━━━━━ DATA FOR THE TASK ━━━━━

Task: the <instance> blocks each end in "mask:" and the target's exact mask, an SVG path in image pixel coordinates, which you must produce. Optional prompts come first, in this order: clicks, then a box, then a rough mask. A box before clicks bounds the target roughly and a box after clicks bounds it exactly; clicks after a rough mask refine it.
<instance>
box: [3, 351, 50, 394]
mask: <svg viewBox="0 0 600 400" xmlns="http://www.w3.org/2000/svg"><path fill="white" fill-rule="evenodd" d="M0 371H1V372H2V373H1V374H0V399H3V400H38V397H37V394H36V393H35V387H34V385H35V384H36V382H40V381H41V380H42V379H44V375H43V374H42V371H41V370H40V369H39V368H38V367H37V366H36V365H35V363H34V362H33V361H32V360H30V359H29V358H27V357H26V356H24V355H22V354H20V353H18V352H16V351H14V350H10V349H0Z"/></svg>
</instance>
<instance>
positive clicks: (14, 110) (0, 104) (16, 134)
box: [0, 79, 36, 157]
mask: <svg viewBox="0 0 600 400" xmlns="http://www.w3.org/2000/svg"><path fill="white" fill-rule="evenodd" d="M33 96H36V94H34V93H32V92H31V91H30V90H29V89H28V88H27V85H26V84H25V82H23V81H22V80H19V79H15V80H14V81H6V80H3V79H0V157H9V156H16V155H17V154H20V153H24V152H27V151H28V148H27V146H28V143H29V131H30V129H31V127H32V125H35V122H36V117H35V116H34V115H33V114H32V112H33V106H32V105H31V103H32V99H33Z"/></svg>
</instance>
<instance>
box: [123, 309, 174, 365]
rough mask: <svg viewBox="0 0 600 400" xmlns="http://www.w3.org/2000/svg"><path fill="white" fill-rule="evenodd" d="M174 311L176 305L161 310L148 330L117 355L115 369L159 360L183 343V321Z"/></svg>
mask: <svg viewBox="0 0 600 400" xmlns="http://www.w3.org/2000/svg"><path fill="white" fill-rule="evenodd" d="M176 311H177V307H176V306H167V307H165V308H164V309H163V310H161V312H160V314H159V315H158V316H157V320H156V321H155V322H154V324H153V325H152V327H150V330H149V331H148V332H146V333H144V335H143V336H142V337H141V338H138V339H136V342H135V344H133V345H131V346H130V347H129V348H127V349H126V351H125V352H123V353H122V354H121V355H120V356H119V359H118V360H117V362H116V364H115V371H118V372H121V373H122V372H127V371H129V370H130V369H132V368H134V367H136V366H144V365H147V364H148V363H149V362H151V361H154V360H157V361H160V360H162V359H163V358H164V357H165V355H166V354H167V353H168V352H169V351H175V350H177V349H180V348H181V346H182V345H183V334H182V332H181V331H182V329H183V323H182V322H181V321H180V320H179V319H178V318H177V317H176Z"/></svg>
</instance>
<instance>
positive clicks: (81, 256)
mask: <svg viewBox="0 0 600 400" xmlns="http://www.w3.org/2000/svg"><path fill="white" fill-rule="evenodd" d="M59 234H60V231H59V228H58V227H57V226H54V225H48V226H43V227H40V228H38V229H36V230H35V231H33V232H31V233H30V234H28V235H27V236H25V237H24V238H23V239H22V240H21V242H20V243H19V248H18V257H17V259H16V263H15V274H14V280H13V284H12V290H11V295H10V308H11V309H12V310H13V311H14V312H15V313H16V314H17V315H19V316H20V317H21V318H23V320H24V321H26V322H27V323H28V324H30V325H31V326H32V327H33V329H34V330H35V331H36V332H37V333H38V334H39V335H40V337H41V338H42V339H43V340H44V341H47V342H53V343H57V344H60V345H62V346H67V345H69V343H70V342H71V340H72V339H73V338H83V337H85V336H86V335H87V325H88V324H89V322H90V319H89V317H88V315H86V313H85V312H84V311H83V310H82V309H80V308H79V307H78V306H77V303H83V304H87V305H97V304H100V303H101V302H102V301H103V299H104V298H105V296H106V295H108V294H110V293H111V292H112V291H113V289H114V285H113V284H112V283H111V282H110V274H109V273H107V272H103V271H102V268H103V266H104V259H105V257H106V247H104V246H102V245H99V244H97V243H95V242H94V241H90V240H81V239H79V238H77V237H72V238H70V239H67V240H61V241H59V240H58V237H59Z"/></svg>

━━━━━

* **BRIEF**: Your task is to quote the lines above, beginning with the first and ending with the one that holds "box: [123, 309, 174, 365]".

* **FINAL ANSWER**:
Task: the <instance> blocks each end in "mask:" and the target's exact mask, an SVG path in image pixel coordinates, which you must produce. Optional prompts come first, in this order: clicks, then a box, then a rough mask. A box before clicks bounds the target roughly and a box after clicks bounds it exactly; clicks after a rough mask refine it.
<instance>
box: [3, 351, 50, 394]
mask: <svg viewBox="0 0 600 400" xmlns="http://www.w3.org/2000/svg"><path fill="white" fill-rule="evenodd" d="M0 371H1V372H2V373H1V374H0V399H3V400H38V397H37V394H36V393H35V387H34V385H35V384H36V382H40V381H41V380H42V379H44V375H43V374H42V371H41V370H40V369H39V368H38V367H37V366H36V365H35V363H34V362H33V361H32V360H30V359H29V358H27V357H26V356H24V355H22V354H20V353H18V352H16V351H14V350H10V349H0Z"/></svg>
</instance>
<instance>
positive clicks: (14, 110) (0, 104) (16, 134)
box: [0, 79, 36, 157]
mask: <svg viewBox="0 0 600 400" xmlns="http://www.w3.org/2000/svg"><path fill="white" fill-rule="evenodd" d="M33 96H36V94H34V93H32V92H31V91H30V90H29V89H28V88H27V85H26V84H25V82H23V81H22V80H19V79H15V80H14V81H6V80H3V79H0V157H9V156H16V155H17V154H20V153H24V152H27V151H28V148H27V146H28V143H29V131H30V129H31V127H32V125H35V122H36V117H35V116H34V115H33V114H32V112H33V106H32V105H31V103H32V99H33Z"/></svg>
</instance>
<instance>
box: [123, 309, 174, 365]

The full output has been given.